▶ TASK TO COMPLETE
Transcribe every entry word for word, leaving out all images.
= Beginning of Section =
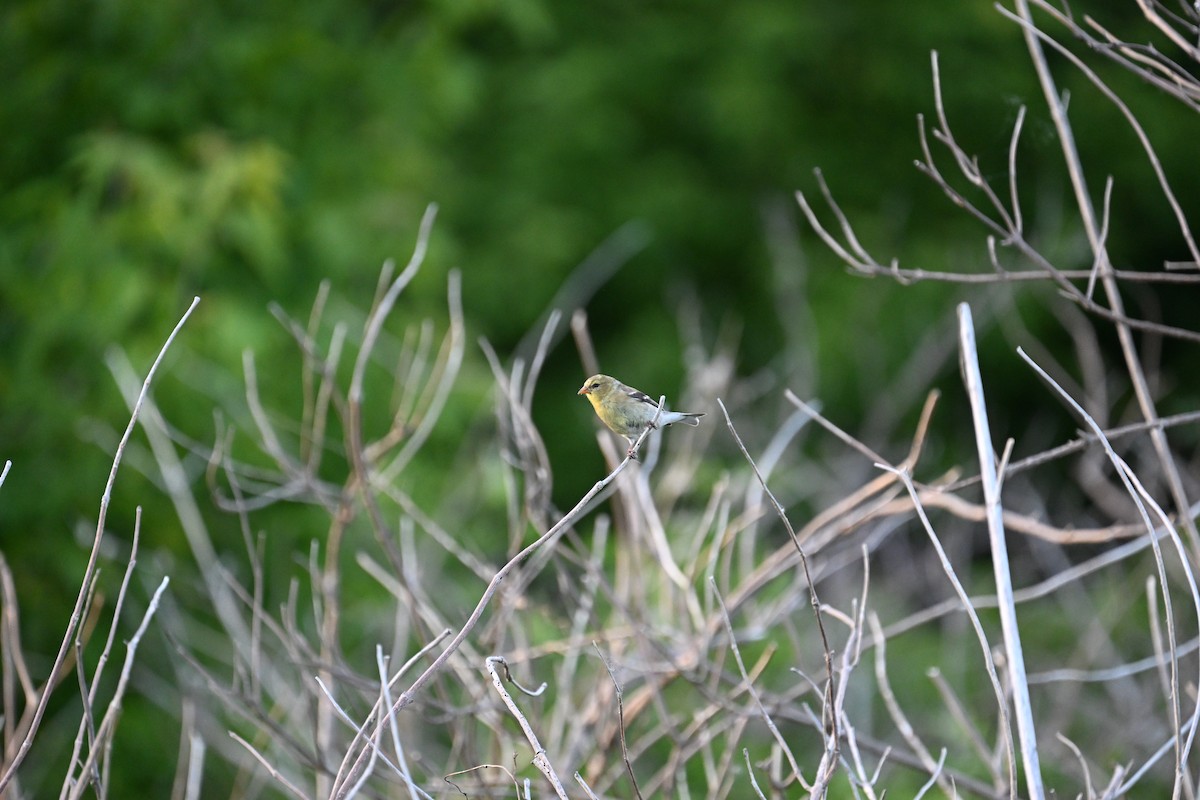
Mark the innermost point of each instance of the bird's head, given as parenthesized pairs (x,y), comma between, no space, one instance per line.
(597,386)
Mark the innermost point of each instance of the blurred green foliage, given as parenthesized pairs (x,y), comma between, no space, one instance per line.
(244,152)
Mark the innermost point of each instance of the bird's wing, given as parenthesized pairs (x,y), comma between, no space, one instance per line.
(641,397)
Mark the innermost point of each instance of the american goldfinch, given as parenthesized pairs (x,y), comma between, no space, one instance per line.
(625,410)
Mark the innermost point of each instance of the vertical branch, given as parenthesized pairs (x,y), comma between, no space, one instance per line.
(1018,684)
(90,570)
(1108,280)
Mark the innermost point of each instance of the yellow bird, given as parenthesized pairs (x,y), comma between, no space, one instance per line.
(628,411)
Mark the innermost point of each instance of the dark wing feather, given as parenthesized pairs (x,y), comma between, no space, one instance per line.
(641,397)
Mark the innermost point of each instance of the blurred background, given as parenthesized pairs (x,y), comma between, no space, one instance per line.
(636,161)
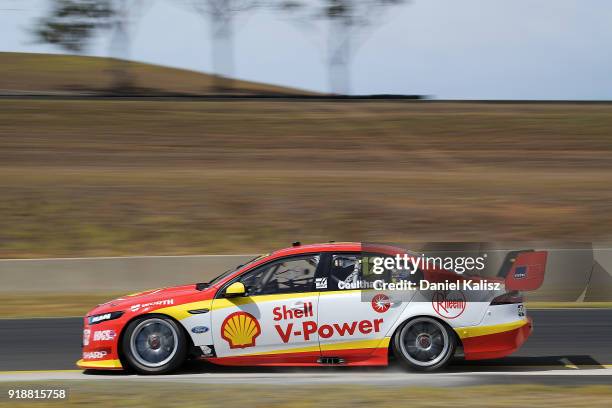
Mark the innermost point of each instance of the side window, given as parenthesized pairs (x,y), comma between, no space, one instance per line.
(356,271)
(345,272)
(289,275)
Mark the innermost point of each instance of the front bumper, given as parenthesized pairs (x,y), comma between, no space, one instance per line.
(100,346)
(100,365)
(489,342)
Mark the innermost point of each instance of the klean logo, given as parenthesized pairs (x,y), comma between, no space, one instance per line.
(520,272)
(381,303)
(309,327)
(449,304)
(240,329)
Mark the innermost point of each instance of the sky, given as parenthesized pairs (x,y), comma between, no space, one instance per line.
(449,49)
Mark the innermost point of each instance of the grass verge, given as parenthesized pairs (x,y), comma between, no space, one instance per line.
(135,394)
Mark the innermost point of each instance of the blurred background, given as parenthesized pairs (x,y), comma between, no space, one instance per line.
(146,143)
(186,127)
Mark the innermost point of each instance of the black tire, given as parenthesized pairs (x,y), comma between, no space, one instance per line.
(154,344)
(424,344)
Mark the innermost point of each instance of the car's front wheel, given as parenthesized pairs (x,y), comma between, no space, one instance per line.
(154,344)
(424,344)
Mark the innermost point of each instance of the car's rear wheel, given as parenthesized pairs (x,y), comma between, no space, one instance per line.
(154,345)
(424,344)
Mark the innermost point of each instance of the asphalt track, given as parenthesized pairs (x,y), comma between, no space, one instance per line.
(569,346)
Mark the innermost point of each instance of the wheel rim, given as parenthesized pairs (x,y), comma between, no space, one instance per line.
(424,342)
(154,342)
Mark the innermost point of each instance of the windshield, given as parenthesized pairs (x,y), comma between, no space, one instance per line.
(232,270)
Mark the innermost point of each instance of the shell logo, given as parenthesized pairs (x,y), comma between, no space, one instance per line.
(240,329)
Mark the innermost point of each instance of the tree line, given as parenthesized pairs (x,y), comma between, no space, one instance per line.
(340,26)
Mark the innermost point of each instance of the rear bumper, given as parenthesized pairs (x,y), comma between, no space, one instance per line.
(488,342)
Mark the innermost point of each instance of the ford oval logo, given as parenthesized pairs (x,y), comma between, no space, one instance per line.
(199,329)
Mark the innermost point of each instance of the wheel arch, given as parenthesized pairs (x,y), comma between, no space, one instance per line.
(121,352)
(401,324)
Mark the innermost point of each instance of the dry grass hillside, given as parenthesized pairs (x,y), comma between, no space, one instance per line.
(23,73)
(88,177)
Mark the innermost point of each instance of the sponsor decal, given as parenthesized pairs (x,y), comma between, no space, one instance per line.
(86,334)
(449,305)
(94,355)
(104,335)
(240,329)
(99,318)
(381,303)
(285,313)
(104,317)
(199,329)
(520,272)
(146,306)
(306,328)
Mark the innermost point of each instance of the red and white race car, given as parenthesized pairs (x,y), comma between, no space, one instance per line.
(301,306)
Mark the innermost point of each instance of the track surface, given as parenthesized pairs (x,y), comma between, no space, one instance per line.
(565,342)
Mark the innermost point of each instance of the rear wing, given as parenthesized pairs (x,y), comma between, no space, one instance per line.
(524,270)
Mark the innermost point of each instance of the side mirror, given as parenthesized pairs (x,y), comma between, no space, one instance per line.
(234,290)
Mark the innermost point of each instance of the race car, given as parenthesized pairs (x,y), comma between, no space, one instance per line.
(310,305)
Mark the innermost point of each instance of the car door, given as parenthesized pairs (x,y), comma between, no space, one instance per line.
(275,322)
(354,319)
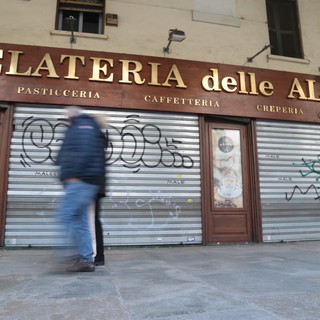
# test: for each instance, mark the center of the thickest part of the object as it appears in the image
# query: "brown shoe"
(81, 266)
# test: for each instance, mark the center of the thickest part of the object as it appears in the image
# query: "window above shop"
(80, 16)
(284, 30)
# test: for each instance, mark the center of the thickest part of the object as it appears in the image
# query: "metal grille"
(289, 169)
(153, 192)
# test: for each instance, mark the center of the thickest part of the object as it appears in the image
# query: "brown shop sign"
(65, 76)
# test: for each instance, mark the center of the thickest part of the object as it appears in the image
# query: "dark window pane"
(274, 42)
(283, 27)
(286, 19)
(68, 24)
(91, 22)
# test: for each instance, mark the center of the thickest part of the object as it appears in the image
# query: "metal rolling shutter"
(153, 192)
(289, 165)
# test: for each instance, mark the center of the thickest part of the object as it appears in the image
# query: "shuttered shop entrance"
(289, 169)
(153, 192)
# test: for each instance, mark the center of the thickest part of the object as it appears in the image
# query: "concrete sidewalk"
(260, 281)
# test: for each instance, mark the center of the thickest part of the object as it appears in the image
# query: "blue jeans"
(73, 216)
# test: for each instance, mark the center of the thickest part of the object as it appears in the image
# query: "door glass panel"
(227, 169)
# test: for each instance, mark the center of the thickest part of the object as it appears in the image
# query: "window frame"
(273, 14)
(81, 7)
= End of Section =
▶ SOLUTION
Mark the innermost point of each instance of the bird's head, given as parenthesized pairs (x,y), comma between, no space, one instance per line.
(597,386)
Mark the innermost point of each instance of the blurred green foliage, given as parenthesized pairs (x,y), comma between, no space, one instance per line.
(244,152)
Mark the innermost point of each instance of the bird's wing, given as parenthesized pairs (x,y), comma between, no space, one instance per line.
(641,397)
Mark the innermost point of each instance of the american goldfinch, given as parenthesized pairs (x,y), comma between, no space, one instance per line.
(625,410)
Mark the innermost point of each instance of the vertical branch, given as parenthesized pairs (x,y), comma between, no space, one instance per line.
(1018,684)
(90,570)
(1108,280)
Mark the innermost point of each instance of the yellow bird, given as parenthesized pairs (x,y), comma between, no space, one instance per line.
(628,411)
Mark the innermost point of each instance of the dark wing feather, given as parenthesized pairs (x,y), comma between, no space, one instance per line.
(641,397)
Mark the innermost point of each instance of the blurred background, given as parenthesized pairs (x,y), comma between, no space, one instance per line.
(636,161)
Mark the innermost point of each instance of the side window, given as parenthesized pairs (x,y), comma between, no space, one instance per line.
(356,271)
(345,272)
(289,275)
Mark the innermost point of each instance of the front bumper, given as parenthesized pairs (x,y), comma between, no space, one instance per line.
(100,346)
(100,365)
(489,342)
Mark the innermost point of each instance of the klean logo, given as parenthesized pairs (x,y), comma between, no space, one instance per line.
(520,272)
(381,303)
(309,327)
(449,304)
(240,329)
Mark the innermost point of each instance of the sky, given as parenthesized pairs (x,y), comma between, no space, one instance per line.
(449,49)
Mark the innermost point of each instance of the grass verge, given as parenthesized pairs (x,y), comma between, no space, one instance per line.
(135,394)
Mark the innermost point of each instance of the blurred background, given as parenthesized pairs (x,y), comma between, no space, one instance per line.
(146,143)
(186,127)
Mark the innermost point of each instance of the black tire, given as parenthesized pairs (x,y), comma between, no space, one instance per line.
(154,344)
(424,344)
Mark the innermost point of each instance of the car's front wheel, given as parenthesized pairs (x,y), comma between, no space, one instance per line.
(154,344)
(424,344)
Mark the innermost point of each instance of the car's rear wheel, given as parenthesized pairs (x,y), comma between, no space, one instance per line.
(154,345)
(424,344)
Mark the innermost point of each instance of the asphalt track, given as parenthesized pairs (x,y), comma between, no space, one instance per line.
(569,346)
Mark the innermost point of each instance of the wheel rim, given as parenthesized pairs (x,y), comma between, no space, one instance per line.
(424,342)
(154,342)
Mark the innermost point of each instance of the windshield, given as parenthesized pairs (x,y), comma between, no space, one instance per line.
(232,270)
Mark the innermost point of each instance of the shell logo, given as parenthesized pairs (x,y), comma between, no space, one instance per line.
(240,329)
Mark the innermost point of each instance of the tree line, given as parenthesized pairs (x,y), comma between, no space, one instance per line.
(340,26)
Mark the innermost point of each instance of the rear bumper, given as parenthesized pairs (x,y), comma between, no space, one instance per line.
(488,342)
Mark the innermost point of each instance of the ford oval logo, given as parenthesized pairs (x,y), comma between, no space, one instance per line.
(199,329)
Mark the innermost point of each instance of the wheel arch, given as parenthesized pairs (x,y), comma between, no space, one instance per line.
(121,352)
(401,324)
Mark the innermost point of each instance of the dry grass hillside, given as parenthesized pairs (x,y), comma between, no space, one instance per line.
(23,73)
(88,177)
Mark the innermost point of each instance of the sponsor decal, given as parenthesized pairs (x,y), comma between, no space, one instance per line.
(86,334)
(449,305)
(94,355)
(104,335)
(240,329)
(99,318)
(381,303)
(285,313)
(104,317)
(199,329)
(520,272)
(146,306)
(306,328)
Mark the innermost point of each instance of the red and white race car, given as parenthesized pairs (x,y), comma between, no space, one instance per line.
(301,306)
Mark the innermost point of each instance of the track surface, given as parenthesized pairs (x,y), comma between, no space, one instance per line.
(565,342)
Mark the innermost point of each instance of the rear wing, given as parenthesized pairs (x,y), comma between, no space, one instance per line.
(524,270)
Mark the innermost point of each instance of the side mirror, given as parenthesized pairs (x,y), comma between, no space, one instance per line.
(234,290)
Mark the innermost point of each instance of the race car, given as parenthesized pairs (x,y), comma between, no space, one instance per line.
(310,305)
Mark the innermost point of each instance of the car door, given as parenthesized pairs (x,y), comma between, no space, one instance per line.
(275,322)
(354,319)
# test: for each instance, mark the center of the thickest part of the object as it appears in the image
# query: "brown shoe"
(81, 266)
# test: for each instance, mark the center of the thickest part of the object as it appears in the image
# query: "window above shop"
(80, 16)
(284, 30)
# test: for each instance, mark the center of the thickest part of the object as it appears in the image
# query: "metal grille"
(289, 169)
(153, 192)
# test: for each instance, mark the center of the thickest part of the object as it appears in the image
# query: "brown shop sign"
(65, 76)
# test: for each instance, mark the center of the thickest part of the object as it appears in the image
# query: "dark window pane"
(274, 42)
(283, 27)
(286, 19)
(68, 24)
(91, 22)
# test: for each instance, mark the center of the thickest part of the object as it appears in the image
# query: "metal rolling shutter"
(153, 192)
(289, 165)
# test: for each instance, mark the center of the thickest part of the object as it appears in the image
# query: "shuttered shop entrance"
(289, 169)
(153, 192)
# test: for each instance, mark the center of the thickest part of the object as it appears in the image
# query: "concrete sidewalk"
(260, 281)
# test: for each instance, mark the center of the thickest part of the object as it appears in the image
# query: "blue jeans"
(73, 216)
# test: for each instance, mark the center of the thickest part of the object as it appears in the image
# query: "door glass panel"
(227, 169)
# test: for each instance, mark the center of the thickest part of the object as it appears in the image
# query: "window frame"
(273, 14)
(81, 7)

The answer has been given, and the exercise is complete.